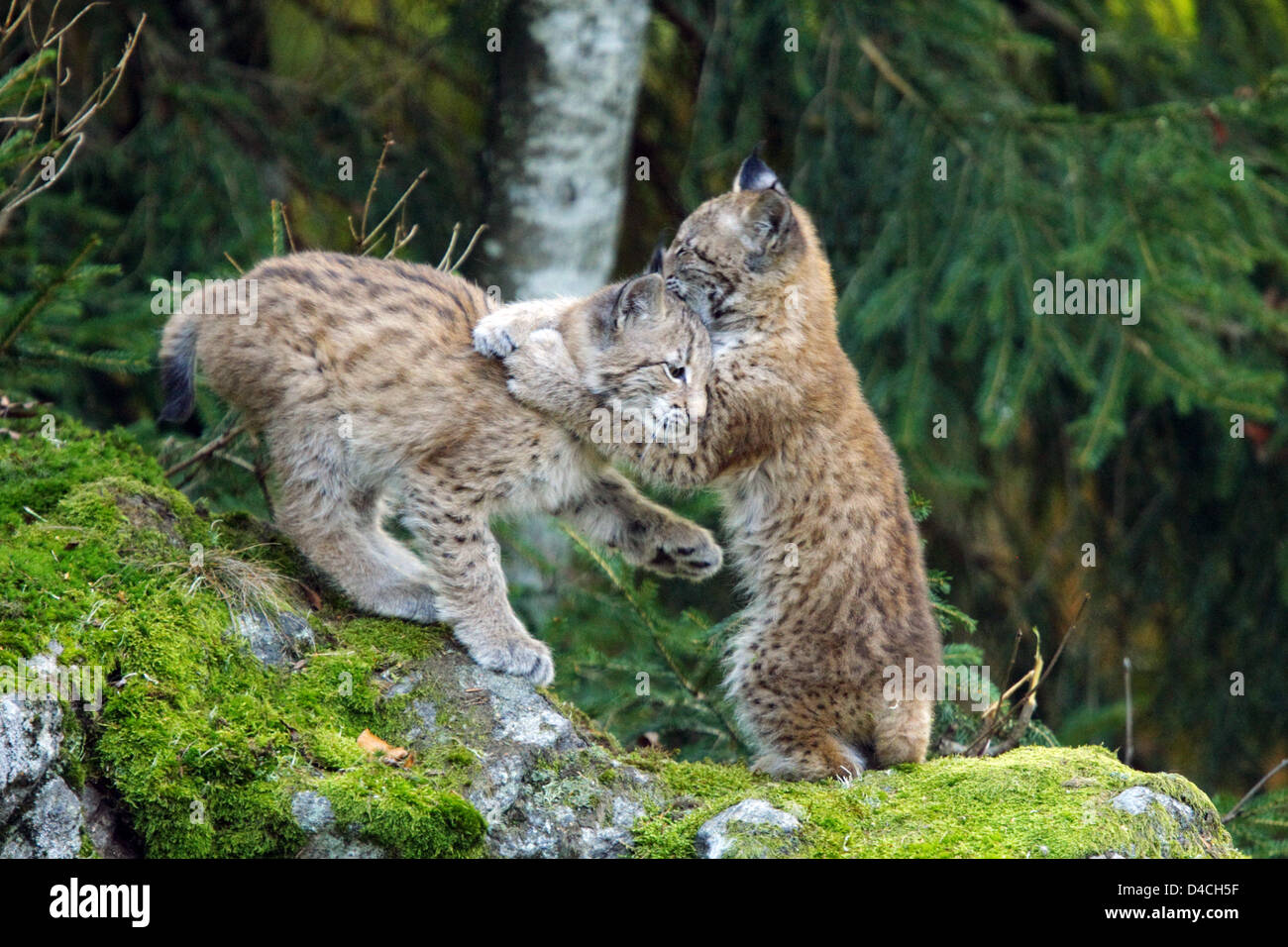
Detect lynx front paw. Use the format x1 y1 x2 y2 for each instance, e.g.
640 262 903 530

==

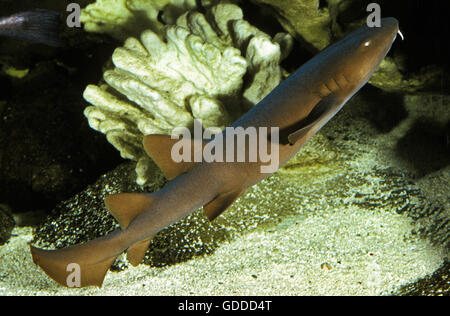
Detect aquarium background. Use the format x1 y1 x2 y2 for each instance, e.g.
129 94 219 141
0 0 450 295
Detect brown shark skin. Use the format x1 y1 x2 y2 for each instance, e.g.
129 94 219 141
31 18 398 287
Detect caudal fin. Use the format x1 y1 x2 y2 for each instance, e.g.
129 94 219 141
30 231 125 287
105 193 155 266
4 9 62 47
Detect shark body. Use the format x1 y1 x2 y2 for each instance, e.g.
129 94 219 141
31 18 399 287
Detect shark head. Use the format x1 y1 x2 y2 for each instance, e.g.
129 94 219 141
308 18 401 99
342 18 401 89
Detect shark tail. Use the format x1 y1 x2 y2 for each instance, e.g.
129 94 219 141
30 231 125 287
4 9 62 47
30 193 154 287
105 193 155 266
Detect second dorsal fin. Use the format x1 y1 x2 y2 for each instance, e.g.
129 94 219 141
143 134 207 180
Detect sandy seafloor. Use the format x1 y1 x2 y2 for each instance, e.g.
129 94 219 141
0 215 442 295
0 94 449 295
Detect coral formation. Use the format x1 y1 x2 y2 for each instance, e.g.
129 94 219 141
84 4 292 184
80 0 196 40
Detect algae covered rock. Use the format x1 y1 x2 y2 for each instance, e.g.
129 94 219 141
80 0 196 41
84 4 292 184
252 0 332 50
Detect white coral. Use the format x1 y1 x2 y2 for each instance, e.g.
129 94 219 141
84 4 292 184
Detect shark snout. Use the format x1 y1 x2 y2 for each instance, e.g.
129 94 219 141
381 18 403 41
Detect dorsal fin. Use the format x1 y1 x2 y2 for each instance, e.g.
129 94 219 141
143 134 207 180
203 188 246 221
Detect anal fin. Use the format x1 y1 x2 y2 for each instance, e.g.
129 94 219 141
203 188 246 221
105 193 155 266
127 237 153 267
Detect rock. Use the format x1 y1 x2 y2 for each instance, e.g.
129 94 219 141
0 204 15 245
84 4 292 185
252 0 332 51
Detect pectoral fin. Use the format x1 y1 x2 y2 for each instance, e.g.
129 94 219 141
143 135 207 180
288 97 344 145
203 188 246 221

▶ WHAT YOU ARE ASKED TO DO:
Rewrite the records starting at the line containing "Detect lynx front" and ending at the line containing "640 262 903 530", with "lynx" replaced by "bobcat" and everything else left unchanged.

▶ EXERCISE RESULT:
Detect bobcat front paw. Use the format x1 y1 x2 y2 for each instance, e.g.
640 262 903 530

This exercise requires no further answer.